STORED ROWS.
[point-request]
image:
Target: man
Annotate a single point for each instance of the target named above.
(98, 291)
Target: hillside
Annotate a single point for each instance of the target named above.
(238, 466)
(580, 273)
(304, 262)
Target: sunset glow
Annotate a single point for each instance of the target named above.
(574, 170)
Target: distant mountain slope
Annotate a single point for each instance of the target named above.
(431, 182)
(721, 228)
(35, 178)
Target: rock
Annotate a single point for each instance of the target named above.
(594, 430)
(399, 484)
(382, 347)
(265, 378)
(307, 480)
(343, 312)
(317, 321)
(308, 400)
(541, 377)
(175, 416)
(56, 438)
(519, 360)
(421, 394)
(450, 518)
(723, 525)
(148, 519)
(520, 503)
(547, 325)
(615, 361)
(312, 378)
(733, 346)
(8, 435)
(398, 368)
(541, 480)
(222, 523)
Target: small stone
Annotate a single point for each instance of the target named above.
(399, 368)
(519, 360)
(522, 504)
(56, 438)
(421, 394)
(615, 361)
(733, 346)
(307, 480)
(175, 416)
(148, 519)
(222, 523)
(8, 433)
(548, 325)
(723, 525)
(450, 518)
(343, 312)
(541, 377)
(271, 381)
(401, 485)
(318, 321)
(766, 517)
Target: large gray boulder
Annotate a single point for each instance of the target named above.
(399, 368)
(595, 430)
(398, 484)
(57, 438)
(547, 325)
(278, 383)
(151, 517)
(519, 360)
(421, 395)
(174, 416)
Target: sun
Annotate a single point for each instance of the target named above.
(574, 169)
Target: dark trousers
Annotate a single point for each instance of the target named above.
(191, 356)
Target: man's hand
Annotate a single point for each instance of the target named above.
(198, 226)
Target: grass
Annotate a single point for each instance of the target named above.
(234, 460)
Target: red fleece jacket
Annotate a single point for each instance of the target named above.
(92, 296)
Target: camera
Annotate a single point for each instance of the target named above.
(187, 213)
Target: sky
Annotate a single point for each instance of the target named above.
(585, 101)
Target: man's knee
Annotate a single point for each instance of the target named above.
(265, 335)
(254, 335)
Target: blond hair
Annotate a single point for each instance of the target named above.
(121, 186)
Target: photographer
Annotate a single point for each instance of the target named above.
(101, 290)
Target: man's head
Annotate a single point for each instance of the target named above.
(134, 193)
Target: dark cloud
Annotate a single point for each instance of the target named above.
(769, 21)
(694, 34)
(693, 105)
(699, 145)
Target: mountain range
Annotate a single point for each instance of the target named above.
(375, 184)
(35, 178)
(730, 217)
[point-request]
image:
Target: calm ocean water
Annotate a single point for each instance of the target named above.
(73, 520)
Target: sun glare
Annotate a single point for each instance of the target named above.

WHAT TO PRODUCE. Copy the lines from the one containing "Target: mountain range" through the end of the records, requests included, and decrease every point coordinate by 25.

RIGHT ANSWER.
Target: mountain range
Annotate a single point for each instance of the target named above.
(350, 159)
(10, 153)
(705, 192)
[point-request]
image:
Target: calm ocean water
Annotate a single point for each instance of the target named above.
(48, 495)
Target: sun glare
Annotate a single point for each instance of the target named above.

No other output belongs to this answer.